■ Work to do: Starting at the line with "Please drop a marker on the dining" and running through the last line of the records below, write those lines out again, requests included. Multiply every coordinate in the answers by 1.55 and round each result to a whole number, rounding halves up.

■ Stored data:

┏━━

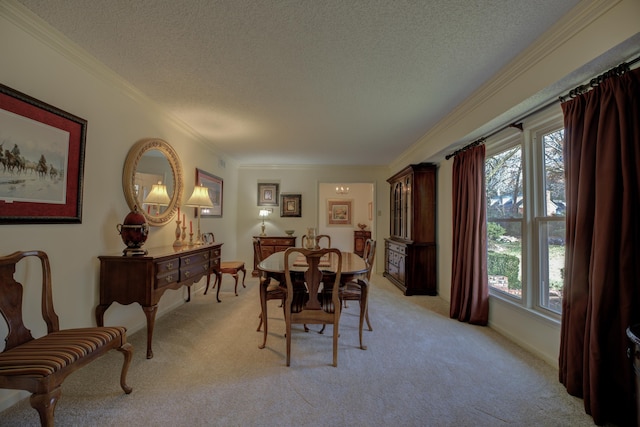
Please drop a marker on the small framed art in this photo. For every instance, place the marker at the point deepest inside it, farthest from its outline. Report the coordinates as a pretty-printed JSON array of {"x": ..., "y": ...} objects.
[
  {"x": 268, "y": 194},
  {"x": 215, "y": 186},
  {"x": 339, "y": 212},
  {"x": 291, "y": 205}
]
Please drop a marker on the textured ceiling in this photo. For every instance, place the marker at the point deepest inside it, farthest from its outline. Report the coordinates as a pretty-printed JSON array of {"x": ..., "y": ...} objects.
[{"x": 305, "y": 81}]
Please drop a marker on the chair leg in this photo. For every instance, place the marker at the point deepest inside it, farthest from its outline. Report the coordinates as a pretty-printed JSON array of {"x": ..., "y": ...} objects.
[
  {"x": 235, "y": 288},
  {"x": 259, "y": 324},
  {"x": 244, "y": 275},
  {"x": 45, "y": 404},
  {"x": 335, "y": 344},
  {"x": 127, "y": 350},
  {"x": 288, "y": 337}
]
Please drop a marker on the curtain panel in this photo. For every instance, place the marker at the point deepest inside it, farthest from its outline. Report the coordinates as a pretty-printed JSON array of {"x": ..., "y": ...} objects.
[
  {"x": 602, "y": 261},
  {"x": 469, "y": 281}
]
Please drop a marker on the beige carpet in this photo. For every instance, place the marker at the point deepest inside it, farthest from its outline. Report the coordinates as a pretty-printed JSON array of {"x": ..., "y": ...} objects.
[{"x": 421, "y": 369}]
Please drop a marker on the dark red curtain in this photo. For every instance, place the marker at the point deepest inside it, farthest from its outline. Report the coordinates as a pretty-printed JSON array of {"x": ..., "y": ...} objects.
[
  {"x": 469, "y": 282},
  {"x": 602, "y": 260}
]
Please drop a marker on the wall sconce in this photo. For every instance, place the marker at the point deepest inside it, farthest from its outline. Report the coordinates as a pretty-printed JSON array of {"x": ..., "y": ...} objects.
[
  {"x": 199, "y": 199},
  {"x": 158, "y": 196},
  {"x": 341, "y": 189},
  {"x": 263, "y": 214}
]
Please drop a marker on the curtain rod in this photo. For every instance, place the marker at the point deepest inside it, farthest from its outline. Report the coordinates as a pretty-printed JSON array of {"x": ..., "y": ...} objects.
[{"x": 615, "y": 71}]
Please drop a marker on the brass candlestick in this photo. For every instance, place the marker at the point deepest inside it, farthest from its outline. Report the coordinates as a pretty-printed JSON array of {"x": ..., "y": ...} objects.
[{"x": 178, "y": 242}]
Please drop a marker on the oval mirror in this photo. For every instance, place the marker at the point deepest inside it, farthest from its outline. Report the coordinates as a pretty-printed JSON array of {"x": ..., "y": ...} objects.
[{"x": 152, "y": 180}]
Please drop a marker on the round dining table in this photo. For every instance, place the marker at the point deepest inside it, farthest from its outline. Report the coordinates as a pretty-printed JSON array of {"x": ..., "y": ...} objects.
[{"x": 353, "y": 266}]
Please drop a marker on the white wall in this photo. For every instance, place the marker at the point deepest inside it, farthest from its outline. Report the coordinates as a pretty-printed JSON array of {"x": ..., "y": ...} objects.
[
  {"x": 48, "y": 70},
  {"x": 306, "y": 180}
]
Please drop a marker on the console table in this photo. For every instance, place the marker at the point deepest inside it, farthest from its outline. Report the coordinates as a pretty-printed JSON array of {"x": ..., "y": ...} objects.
[{"x": 145, "y": 278}]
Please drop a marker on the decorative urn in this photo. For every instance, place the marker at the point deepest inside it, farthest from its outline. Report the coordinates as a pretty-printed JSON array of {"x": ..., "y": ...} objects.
[{"x": 134, "y": 231}]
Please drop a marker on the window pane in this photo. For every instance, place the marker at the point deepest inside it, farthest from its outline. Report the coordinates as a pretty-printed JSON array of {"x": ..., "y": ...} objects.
[
  {"x": 552, "y": 234},
  {"x": 503, "y": 180},
  {"x": 555, "y": 203},
  {"x": 504, "y": 257}
]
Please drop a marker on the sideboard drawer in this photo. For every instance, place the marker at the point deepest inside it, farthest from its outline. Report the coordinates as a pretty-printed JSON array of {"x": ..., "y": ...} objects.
[
  {"x": 193, "y": 272},
  {"x": 167, "y": 266},
  {"x": 195, "y": 259},
  {"x": 282, "y": 241},
  {"x": 166, "y": 279}
]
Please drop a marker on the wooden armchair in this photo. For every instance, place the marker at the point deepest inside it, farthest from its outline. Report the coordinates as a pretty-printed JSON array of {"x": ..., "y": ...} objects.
[
  {"x": 226, "y": 267},
  {"x": 40, "y": 365},
  {"x": 358, "y": 289},
  {"x": 317, "y": 302},
  {"x": 269, "y": 290}
]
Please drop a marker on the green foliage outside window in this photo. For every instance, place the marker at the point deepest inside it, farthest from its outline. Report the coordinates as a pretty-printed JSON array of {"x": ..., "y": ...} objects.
[{"x": 504, "y": 265}]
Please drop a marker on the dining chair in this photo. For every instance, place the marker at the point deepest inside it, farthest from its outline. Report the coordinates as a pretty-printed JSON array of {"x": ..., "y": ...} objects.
[
  {"x": 275, "y": 290},
  {"x": 317, "y": 301},
  {"x": 358, "y": 289},
  {"x": 226, "y": 267},
  {"x": 40, "y": 365}
]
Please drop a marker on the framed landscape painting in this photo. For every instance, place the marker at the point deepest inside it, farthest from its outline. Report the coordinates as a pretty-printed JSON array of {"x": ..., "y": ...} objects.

┗━━

■ Answer to this problem:
Please drop a marker on the dining chair in this photo. For every instance, place the marker at the point deepest inside it, farthest from its outline. Report the coordinates as a pretty-printed JSON array of {"x": ..., "y": ...} objects.
[
  {"x": 426, "y": 450},
  {"x": 491, "y": 467},
  {"x": 555, "y": 448},
  {"x": 350, "y": 414},
  {"x": 62, "y": 566}
]
Please drop a marker on the framed landscape painting in this photo. For every instance, place the marker at the point deepest inside it, farthest from its outline. Report the coordinates as a pretty-printed JSON array of {"x": ..., "y": ...} objects.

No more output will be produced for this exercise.